▶ [Exercise]
Repeat the listing in full. Nothing may be added or left out.

▶ [Input rows]
**********

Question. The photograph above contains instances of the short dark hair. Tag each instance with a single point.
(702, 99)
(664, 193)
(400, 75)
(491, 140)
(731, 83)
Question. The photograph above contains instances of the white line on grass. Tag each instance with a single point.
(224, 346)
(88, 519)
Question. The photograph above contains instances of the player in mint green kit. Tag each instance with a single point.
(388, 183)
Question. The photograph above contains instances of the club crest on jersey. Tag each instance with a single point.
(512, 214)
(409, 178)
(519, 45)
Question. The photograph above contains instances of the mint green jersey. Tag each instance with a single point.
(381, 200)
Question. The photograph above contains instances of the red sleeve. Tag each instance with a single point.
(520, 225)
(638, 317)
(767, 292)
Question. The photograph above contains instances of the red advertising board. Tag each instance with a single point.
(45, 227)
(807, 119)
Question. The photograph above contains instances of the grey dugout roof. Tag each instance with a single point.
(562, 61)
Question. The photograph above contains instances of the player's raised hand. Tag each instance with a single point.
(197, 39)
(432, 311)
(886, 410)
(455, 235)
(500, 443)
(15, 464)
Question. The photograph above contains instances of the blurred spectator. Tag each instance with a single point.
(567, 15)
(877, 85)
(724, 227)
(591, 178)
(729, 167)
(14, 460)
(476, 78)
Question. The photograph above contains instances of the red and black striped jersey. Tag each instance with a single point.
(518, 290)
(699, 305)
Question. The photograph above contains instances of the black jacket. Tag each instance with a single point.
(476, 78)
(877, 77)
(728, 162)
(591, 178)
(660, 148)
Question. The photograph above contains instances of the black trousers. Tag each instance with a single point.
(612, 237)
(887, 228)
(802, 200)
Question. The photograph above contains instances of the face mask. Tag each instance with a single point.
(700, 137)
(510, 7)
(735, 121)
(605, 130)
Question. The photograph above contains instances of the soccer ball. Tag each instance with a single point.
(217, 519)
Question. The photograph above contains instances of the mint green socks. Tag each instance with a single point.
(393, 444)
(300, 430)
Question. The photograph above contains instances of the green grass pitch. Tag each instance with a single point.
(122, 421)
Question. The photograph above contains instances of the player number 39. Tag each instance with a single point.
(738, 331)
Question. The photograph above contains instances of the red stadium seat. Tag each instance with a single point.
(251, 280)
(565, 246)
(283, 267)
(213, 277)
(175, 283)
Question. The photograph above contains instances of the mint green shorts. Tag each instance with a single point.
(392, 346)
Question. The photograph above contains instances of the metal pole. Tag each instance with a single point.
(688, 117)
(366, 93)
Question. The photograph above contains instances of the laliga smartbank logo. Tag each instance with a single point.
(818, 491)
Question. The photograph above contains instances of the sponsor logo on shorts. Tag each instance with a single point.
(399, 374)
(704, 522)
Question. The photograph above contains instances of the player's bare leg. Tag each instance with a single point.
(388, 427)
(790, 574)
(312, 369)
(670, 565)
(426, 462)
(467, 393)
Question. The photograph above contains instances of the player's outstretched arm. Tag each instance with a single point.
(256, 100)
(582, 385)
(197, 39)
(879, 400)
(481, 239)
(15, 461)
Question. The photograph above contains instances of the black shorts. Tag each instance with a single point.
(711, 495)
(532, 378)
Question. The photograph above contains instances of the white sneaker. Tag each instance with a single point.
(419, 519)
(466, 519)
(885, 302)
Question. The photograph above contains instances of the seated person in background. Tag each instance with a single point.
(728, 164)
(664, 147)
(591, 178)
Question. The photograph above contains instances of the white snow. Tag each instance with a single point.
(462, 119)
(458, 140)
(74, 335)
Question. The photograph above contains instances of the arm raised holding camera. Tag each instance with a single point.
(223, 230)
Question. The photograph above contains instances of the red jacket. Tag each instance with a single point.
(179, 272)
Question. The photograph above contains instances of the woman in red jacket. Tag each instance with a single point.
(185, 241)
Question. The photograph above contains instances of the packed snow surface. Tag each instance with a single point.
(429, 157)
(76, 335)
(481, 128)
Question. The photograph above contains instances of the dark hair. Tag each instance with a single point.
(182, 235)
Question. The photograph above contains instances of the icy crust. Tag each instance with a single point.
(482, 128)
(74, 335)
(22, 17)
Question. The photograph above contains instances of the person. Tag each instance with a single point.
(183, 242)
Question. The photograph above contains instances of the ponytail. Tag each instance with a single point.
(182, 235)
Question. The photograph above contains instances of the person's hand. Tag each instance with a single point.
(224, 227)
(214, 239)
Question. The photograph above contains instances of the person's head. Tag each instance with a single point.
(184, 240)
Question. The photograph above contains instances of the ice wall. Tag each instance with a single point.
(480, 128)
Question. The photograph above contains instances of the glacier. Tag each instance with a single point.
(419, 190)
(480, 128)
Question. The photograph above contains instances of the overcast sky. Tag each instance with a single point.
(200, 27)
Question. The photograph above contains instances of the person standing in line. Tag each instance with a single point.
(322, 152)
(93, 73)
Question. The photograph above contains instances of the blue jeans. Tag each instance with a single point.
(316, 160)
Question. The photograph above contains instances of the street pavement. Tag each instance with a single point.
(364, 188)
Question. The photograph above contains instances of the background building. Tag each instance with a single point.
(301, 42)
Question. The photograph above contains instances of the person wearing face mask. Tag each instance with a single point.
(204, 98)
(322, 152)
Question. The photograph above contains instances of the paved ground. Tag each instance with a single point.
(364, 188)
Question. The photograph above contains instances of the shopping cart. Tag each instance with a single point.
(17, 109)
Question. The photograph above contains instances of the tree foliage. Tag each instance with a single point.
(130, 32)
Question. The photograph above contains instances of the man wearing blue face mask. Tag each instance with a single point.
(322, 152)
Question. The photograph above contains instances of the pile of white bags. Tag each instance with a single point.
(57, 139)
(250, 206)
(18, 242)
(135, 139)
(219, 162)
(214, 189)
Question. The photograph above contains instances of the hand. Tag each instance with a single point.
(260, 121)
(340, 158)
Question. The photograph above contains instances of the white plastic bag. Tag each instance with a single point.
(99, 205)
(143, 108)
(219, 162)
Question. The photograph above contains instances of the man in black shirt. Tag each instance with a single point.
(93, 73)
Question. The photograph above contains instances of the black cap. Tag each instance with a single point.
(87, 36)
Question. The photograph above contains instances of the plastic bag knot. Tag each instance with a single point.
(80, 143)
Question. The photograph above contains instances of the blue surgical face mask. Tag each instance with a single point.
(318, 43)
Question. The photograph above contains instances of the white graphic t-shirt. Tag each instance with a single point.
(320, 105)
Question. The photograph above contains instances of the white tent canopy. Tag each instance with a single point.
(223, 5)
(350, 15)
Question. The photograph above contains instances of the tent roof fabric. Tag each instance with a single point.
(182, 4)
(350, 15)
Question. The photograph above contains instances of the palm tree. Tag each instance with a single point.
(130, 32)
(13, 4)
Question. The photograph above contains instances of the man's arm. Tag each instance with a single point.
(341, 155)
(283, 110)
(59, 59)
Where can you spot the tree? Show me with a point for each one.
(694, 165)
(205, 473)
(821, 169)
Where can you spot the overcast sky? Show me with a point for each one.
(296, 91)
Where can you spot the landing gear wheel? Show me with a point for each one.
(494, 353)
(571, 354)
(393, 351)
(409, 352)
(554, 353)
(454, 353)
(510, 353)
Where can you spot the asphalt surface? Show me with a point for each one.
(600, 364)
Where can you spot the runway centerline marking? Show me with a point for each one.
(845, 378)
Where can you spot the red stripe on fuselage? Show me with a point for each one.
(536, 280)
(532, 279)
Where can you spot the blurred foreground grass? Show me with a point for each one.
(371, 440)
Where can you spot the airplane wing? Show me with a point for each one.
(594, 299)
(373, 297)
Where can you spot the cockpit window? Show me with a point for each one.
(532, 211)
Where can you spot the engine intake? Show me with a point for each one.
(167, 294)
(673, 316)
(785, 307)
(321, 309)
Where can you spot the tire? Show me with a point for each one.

**********

▶ [Expected answer]
Question. The photograph above contains instances of the short dark hair. Tag each instance with a single point.
(702, 99)
(664, 193)
(400, 75)
(491, 140)
(731, 83)
Question. The photograph above contains instances of the white line on grass. Tag each instance with a single point.
(224, 346)
(88, 519)
Question. The photograph above contains instances of the player in mint green kit. Tag each instance with a single point.
(388, 183)
Question. The photograph above contains instances of the club crest on jersey. Tag each instance with a single point.
(512, 214)
(409, 178)
(519, 45)
Question. The photograph above contains instances of the mint green jersey. Tag each instance with a single point.
(381, 200)
Question. The photograph above contains instances of the red sleeve. Tag each instance with a single point.
(520, 225)
(638, 317)
(767, 292)
Question. The photograph above contains instances of the red advertising board. Tag each instance with a single point.
(45, 227)
(807, 119)
Question. The photograph above contains instances of the grey dugout roof. Tag each instance with a single point.
(562, 61)
Question. The photograph above contains instances of the player's raised hand. Tag each instance with a single point.
(197, 39)
(432, 311)
(886, 410)
(455, 235)
(500, 443)
(15, 464)
Question. The photograph above contains instances of the blurred spectator. Tag each instance with a single point.
(567, 15)
(877, 85)
(724, 227)
(591, 178)
(729, 167)
(14, 460)
(476, 78)
Question. The photograph above contains instances of the red and black striped jersey. Tag each instance with a single point.
(518, 290)
(699, 305)
Question. The photograph above contains instances of the black jacket. Tag each instance with a single point.
(476, 78)
(877, 77)
(728, 162)
(591, 178)
(660, 148)
Question. The photograph above contains instances of the black trousers. Tag each instance with a single point.
(612, 237)
(887, 228)
(802, 200)
Question. The photograph above contains instances of the face mask. Tag each instance with a single point.
(700, 137)
(510, 7)
(735, 121)
(605, 130)
Question. The photograph above contains instances of the soccer ball. Tag each instance with a single point.
(217, 519)
Question. The photograph above contains instances of the mint green socks. Tag each instance with a single point.
(393, 444)
(300, 430)
Question. The photograph above contains instances of the green grass pitch. Tag each instance with a single point.
(122, 421)
Question. The photograph above contains instances of the player number 39. Tag each instance with a single point.
(738, 331)
Question. The photograph above contains instances of the red stadium seat. Tag each instance with a single point.
(251, 280)
(565, 246)
(283, 267)
(213, 277)
(175, 283)
Question. The photograph above contains instances of the mint green shorts. Tag each instance with a single point.
(392, 346)
Question. The photograph above contains instances of the metal pole. Tag each instance with a single point.
(688, 117)
(366, 93)
Question. The photograph above contains instances of the laliga smartbank logo. Tag each instance with a single point.
(818, 491)
Question. The photograph above contains instances of the sponsor logo on shorts. Tag each instance with a single point.
(399, 374)
(704, 522)
Question. The photograph above contains instances of the player's bare leg. Tag each instance with a single point.
(388, 427)
(790, 574)
(312, 369)
(670, 565)
(426, 462)
(467, 393)
Question. The photograph above contains instances of the player's outstretched arm. Tag each instance with a single point.
(256, 100)
(582, 385)
(197, 39)
(879, 400)
(481, 239)
(15, 461)
Question. The photograph above contains instances of the black shorts. Tag each instance with a single point.
(711, 495)
(532, 378)
Question. The photograph above contains instances of the white sneaker. Tag each instance with a single point.
(419, 519)
(466, 519)
(885, 302)
Question. The photograph above contains instances of the seated person in background. Tag each instance with a single point.
(728, 164)
(664, 147)
(591, 178)
Question. The photograph above contains instances of the white snow. Tag each instance with a single point.
(462, 119)
(458, 140)
(74, 335)
Question. The photograph above contains instances of the arm raised holding camera. Tag each instance with a single point.
(223, 230)
Question. The photograph above contains instances of the red jacket. Tag each instance with a single point.
(179, 272)
Question. The photograph above contains instances of the woman in red jacket. Tag each instance with a single point.
(185, 241)
Question. The photograph above contains instances of the packed snow surface. Tag each instance with a single point.
(429, 157)
(76, 335)
(481, 128)
Question. The photograph above contains instances of the dark hair. Tag each instance with a single point.
(182, 235)
Question. The photograph above contains instances of the icy crust. Tag each instance with a single point.
(482, 128)
(74, 335)
(22, 17)
Question. The photograph above contains instances of the person. Tag each instance with a single point.
(183, 242)
Question. The photograph above contains instances of the ponytail. Tag each instance with a single point.
(182, 235)
Question. The photograph above contains instances of the person's hand. Tag each instance with a single point.
(224, 227)
(214, 239)
Question. The photograph above contains instances of the person's head. Tag each instance with a single point.
(184, 240)
Question. The photograph above contains instances of the ice wall. Tag each instance with a single point.
(480, 128)
Question. The photograph above contains instances of the glacier. Tag each instance with a single point.
(419, 190)
(480, 128)
Question. The photograph above contains instances of the overcast sky. Tag each instance with a single point.
(200, 27)
Question. The photograph above contains instances of the person standing in line. Tag each instance with a single point.
(322, 152)
(93, 73)
Question. The photograph above contains instances of the blue jeans. Tag each instance with a single point.
(316, 160)
Question. The photograph above contains instances of the street pavement. Tag each instance with a single point.
(364, 188)
Question. The photograph above contains instances of the background building. Tag each instance with a single point.
(301, 42)
Question. The photograph above contains instances of the person wearing face mask. Tag each instance with a single point.
(204, 98)
(322, 152)
Question. The photograph above contains instances of the paved ground. Tag each instance with a single point.
(364, 188)
Question. The photograph above contains instances of the shopping cart. Tag each instance with a single point.
(17, 109)
Question. The photograph above contains instances of the tree foliage. Tag each instance with a single point.
(130, 32)
Question. The photograph above contains instances of the man wearing blue face mask. Tag each instance with a single point.
(322, 152)
Question. The photograph above contains instances of the pile of white bags. Tag each instance with a single point.
(57, 139)
(250, 206)
(18, 242)
(135, 139)
(219, 162)
(214, 189)
Question. The photograph above contains instances of the hand. Tag each instance with a single point.
(260, 121)
(340, 158)
Question. The photograph above contains instances of the white plastic bag. Tag each instance with a single point.
(99, 205)
(143, 108)
(219, 162)
Question. The photograph above contains instances of the man in black shirt. Tag each instance with a single point.
(93, 73)
Question. The photograph above contains instances of the black cap. Tag each instance with a single point.
(87, 36)
Question. The photograph above contains instances of the plastic bag knot. Tag each instance with a single point.
(80, 143)
Question. The photograph above contains instances of the blue surgical face mask. Tag each instance with a single point.
(318, 43)
Question. The photograph above contains instances of the white graphic t-shirt. Tag each instance with a single point.
(320, 105)
Question. The photograph above contains instances of the white tent canopy. Tag each instance with a single point.
(223, 5)
(350, 15)
Question. The photograph above contains instances of the tent roof fabric. Tag each instance with a single point.
(182, 4)
(350, 15)
Question. The photograph above contains instances of the palm tree. Tag each instance with a single point.
(130, 32)
(13, 4)
Question. The photograph above contains instances of the man's arm. Tag each instance with a single point.
(341, 155)
(283, 110)
(59, 59)
Where can you spot the tree? Show me with a point for each one.
(694, 165)
(205, 473)
(821, 169)
Where can you spot the overcast sky? Show me with a point for each one.
(296, 91)
Where can you spot the landing gear wheel? Show me with a point for each one.
(494, 353)
(571, 354)
(393, 351)
(409, 352)
(554, 353)
(454, 353)
(510, 353)
Where can you spot the asphalt surface? Show me with a point for each one.
(600, 364)
Where can you spot the runway centerline marking? Show me with a point for each one.
(845, 378)
Where can you spot the red stripe on fuselage? Show me with a point for each one.
(536, 280)
(532, 279)
Where can you spot the blurred foreground grass? Show me with a point for each one.
(371, 440)
Where can you spot the airplane wing? Show me with a point for each one.
(594, 299)
(373, 297)
Where can you spot the cockpit window? Show me with a point for each one.
(532, 211)
Where can you spot the engine intake? Show me with a point for each one.
(167, 294)
(673, 316)
(785, 307)
(321, 309)
Where can you spot the tire? Show me with a point for each one.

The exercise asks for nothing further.